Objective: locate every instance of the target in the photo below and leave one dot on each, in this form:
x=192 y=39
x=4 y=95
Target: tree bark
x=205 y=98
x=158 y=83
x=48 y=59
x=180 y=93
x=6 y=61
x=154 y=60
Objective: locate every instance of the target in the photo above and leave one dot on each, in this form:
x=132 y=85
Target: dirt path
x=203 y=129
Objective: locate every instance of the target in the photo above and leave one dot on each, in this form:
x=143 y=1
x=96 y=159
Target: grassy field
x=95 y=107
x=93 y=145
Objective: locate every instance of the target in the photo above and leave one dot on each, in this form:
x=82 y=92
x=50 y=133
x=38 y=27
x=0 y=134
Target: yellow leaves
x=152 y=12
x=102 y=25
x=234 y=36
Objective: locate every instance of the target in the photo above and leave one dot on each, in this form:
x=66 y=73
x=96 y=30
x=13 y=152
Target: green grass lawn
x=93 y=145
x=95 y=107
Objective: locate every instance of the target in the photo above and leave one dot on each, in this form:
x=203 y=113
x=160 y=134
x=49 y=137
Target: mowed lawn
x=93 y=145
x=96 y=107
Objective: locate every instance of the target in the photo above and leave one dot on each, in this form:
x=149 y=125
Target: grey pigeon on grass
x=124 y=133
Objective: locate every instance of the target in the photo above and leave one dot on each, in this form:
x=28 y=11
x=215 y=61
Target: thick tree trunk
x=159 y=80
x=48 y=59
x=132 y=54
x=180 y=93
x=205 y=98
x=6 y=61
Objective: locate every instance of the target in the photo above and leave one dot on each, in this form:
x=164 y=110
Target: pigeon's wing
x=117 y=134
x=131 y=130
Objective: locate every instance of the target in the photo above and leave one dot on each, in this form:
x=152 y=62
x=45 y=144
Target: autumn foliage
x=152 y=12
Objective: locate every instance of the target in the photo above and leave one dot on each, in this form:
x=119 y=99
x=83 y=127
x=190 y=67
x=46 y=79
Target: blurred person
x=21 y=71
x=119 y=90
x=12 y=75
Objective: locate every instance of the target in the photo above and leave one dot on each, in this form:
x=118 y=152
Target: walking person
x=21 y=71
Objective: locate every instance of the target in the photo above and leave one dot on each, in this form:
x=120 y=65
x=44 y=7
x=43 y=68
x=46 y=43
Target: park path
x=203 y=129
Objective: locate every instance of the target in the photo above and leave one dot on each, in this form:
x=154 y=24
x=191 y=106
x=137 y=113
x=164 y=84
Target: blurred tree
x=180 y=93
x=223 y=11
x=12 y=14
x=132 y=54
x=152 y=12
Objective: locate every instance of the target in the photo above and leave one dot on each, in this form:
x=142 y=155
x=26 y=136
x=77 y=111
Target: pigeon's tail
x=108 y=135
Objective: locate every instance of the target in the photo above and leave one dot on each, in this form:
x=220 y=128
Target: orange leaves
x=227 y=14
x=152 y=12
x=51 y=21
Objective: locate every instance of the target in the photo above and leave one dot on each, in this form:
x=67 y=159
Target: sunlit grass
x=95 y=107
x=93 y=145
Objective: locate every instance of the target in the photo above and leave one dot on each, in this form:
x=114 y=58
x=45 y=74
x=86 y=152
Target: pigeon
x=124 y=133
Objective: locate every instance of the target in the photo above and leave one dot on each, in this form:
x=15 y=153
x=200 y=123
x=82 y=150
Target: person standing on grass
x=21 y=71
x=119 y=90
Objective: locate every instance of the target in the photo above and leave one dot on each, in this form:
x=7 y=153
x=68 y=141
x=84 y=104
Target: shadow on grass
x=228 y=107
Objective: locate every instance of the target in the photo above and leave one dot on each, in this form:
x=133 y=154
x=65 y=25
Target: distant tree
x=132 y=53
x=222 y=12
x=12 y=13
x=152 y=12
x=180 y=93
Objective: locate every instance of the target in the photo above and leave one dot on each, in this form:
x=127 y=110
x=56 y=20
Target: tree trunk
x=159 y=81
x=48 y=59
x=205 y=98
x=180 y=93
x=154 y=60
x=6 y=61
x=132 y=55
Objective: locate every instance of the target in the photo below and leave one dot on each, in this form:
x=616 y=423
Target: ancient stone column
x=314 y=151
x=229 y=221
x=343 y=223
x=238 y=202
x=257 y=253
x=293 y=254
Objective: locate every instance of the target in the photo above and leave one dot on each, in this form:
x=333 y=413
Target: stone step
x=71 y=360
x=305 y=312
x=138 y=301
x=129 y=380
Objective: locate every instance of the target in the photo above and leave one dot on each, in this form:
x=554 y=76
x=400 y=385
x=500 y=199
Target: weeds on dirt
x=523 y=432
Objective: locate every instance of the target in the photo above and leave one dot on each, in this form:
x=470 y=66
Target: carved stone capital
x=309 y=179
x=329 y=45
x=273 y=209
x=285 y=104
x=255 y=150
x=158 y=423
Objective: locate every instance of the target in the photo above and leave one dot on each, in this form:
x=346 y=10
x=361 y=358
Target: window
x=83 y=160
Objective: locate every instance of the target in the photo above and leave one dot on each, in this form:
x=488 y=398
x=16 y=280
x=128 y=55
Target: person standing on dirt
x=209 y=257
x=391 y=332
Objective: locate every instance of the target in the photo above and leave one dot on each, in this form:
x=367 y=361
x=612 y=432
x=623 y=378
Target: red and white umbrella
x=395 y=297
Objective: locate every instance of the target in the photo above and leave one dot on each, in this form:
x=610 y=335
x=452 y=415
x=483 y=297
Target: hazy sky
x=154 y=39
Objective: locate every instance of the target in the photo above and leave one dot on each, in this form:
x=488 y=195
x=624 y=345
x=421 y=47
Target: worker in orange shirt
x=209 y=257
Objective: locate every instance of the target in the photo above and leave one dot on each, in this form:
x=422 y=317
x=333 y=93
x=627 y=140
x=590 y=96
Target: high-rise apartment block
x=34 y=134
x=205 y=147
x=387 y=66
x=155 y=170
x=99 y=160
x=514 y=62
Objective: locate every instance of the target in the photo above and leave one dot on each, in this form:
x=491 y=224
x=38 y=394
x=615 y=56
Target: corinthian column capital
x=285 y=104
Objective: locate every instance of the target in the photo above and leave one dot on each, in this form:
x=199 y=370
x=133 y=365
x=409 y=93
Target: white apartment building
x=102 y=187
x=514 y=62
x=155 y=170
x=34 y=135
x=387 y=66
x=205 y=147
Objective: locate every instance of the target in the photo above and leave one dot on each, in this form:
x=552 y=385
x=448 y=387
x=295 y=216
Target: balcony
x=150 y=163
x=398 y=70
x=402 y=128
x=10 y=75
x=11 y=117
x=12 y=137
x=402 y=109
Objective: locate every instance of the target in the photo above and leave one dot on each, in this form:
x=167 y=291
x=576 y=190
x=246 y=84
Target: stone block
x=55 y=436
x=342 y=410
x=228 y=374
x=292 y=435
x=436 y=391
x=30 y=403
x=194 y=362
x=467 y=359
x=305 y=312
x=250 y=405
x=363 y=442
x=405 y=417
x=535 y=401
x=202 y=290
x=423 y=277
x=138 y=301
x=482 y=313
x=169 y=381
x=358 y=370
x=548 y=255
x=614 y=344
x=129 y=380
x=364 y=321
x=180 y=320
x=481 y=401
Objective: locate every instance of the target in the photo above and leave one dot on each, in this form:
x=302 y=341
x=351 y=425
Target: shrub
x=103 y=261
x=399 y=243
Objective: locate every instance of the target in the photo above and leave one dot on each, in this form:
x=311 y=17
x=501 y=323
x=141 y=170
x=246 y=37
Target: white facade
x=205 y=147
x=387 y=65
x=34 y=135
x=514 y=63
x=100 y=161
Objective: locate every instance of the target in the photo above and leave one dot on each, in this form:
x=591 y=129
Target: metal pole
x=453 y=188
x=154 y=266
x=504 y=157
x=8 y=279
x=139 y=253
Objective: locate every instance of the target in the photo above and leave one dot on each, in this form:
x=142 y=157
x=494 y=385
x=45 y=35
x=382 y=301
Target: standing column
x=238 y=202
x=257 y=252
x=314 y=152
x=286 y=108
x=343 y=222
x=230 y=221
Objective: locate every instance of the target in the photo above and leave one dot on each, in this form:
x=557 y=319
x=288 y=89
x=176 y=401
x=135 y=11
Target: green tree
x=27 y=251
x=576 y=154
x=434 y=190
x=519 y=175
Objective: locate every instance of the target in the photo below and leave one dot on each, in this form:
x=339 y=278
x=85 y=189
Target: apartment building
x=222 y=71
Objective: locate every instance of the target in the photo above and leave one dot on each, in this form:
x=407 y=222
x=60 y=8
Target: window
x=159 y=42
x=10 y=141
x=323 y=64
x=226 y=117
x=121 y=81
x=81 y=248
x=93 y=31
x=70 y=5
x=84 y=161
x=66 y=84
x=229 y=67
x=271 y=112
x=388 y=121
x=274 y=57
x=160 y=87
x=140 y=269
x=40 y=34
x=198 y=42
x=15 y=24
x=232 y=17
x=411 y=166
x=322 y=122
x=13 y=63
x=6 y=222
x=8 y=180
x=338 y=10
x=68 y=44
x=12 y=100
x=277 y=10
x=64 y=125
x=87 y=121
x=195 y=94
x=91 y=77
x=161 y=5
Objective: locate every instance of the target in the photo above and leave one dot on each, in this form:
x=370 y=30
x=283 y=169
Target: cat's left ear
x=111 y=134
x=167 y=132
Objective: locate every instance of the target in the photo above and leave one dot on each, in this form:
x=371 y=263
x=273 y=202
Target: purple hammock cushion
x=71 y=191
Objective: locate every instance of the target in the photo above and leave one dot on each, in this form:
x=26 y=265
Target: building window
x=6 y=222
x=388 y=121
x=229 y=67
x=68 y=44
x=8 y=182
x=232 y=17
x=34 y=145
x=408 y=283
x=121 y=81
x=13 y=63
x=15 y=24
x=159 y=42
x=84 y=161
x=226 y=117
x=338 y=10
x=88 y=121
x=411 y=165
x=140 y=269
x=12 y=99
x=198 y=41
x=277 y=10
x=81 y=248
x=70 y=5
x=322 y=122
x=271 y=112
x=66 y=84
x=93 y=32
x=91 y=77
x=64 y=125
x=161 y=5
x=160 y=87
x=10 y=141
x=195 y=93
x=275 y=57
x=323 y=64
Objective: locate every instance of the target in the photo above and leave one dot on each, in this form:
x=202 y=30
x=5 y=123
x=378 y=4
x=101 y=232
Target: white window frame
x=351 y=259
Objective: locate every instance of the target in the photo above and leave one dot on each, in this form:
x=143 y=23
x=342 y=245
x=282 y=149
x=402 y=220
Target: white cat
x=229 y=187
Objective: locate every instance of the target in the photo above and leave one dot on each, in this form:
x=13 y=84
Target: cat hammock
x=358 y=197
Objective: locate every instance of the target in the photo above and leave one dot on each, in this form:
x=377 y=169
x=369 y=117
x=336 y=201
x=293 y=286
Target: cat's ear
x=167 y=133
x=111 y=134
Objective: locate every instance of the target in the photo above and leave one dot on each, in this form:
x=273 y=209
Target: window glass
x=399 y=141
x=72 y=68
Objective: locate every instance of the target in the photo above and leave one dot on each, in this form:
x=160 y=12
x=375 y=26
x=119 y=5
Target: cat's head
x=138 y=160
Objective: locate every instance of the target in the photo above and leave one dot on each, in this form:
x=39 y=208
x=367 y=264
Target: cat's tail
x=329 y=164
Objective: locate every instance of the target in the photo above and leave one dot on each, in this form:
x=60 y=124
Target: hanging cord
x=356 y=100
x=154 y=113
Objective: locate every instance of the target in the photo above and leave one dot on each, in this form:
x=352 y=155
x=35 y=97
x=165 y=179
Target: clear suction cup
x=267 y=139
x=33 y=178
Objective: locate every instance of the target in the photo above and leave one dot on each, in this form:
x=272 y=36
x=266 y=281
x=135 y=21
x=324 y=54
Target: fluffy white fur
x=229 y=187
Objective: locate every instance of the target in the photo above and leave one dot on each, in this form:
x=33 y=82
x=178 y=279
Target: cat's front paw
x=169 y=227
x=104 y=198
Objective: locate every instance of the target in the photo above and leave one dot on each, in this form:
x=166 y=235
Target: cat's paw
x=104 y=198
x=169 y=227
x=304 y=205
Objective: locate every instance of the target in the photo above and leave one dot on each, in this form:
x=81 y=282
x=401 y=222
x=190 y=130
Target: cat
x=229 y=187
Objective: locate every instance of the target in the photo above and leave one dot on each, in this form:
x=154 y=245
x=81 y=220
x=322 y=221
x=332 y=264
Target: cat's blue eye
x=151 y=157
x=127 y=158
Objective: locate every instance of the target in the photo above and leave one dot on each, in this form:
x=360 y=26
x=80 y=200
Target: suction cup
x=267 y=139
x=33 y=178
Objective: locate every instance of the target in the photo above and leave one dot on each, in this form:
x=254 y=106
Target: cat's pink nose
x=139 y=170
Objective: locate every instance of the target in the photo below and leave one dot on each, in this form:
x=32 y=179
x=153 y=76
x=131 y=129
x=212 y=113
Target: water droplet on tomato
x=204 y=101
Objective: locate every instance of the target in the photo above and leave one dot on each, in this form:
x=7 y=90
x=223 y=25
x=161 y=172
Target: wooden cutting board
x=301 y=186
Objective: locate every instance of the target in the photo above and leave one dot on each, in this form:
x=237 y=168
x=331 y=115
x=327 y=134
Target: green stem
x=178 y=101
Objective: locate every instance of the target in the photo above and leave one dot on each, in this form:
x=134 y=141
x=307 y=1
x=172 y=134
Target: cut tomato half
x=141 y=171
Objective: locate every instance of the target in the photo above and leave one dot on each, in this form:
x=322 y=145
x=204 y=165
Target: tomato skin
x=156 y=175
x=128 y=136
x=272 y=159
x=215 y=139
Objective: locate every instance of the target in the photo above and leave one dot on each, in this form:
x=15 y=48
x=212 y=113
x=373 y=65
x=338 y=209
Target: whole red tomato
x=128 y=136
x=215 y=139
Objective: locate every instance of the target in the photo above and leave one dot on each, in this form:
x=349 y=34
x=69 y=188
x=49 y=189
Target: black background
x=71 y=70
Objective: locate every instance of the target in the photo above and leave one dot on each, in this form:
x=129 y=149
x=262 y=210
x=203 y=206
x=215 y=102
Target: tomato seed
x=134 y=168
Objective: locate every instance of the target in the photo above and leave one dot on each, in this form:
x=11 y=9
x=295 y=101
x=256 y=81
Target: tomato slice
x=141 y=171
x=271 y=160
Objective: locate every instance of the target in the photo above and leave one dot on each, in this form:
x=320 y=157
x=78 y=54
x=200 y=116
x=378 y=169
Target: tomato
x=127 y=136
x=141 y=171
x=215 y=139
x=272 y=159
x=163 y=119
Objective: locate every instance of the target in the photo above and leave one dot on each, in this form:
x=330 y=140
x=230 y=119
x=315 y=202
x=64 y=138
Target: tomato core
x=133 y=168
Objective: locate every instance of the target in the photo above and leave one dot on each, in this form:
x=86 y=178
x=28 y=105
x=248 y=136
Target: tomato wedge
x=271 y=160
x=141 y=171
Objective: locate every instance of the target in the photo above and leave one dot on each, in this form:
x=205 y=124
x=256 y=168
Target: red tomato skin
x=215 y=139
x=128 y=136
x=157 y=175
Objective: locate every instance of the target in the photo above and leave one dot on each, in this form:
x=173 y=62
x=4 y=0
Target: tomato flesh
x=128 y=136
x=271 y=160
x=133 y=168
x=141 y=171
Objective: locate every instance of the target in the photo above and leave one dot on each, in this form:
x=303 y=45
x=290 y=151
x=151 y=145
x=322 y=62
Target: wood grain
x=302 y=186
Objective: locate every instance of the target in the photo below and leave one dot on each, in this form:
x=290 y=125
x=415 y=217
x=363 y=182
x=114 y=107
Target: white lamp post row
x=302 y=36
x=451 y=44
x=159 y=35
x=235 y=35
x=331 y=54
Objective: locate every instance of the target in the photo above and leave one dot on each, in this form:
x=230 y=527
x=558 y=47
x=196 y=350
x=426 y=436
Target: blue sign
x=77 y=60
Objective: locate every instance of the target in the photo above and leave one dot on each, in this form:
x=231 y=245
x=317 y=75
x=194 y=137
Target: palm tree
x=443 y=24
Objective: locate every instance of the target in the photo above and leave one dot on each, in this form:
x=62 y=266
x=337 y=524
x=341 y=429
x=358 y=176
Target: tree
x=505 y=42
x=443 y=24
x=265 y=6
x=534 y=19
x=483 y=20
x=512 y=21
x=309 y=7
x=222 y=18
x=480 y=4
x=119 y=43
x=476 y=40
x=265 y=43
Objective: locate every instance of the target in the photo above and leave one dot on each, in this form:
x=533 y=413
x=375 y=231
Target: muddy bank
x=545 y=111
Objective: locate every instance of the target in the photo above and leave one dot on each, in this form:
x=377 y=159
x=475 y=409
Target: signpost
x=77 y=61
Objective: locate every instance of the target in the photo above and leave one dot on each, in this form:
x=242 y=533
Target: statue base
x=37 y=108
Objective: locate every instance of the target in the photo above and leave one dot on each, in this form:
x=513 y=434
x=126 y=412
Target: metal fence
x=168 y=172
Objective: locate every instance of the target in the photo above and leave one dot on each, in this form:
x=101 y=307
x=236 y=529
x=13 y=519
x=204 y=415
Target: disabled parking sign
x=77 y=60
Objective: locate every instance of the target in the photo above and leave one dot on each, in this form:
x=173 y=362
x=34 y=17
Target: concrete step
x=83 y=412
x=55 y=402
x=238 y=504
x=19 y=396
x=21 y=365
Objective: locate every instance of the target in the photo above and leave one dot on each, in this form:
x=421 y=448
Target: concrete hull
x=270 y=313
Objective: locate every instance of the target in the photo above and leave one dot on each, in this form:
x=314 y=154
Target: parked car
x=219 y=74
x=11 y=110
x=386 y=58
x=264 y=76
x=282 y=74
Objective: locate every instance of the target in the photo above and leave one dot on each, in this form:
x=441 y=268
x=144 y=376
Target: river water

::::::::::

THE PROBLEM:
Tally the lines above that contain the string "capital", with case counting, and give only the number.

REPLY TO THE TASK:
2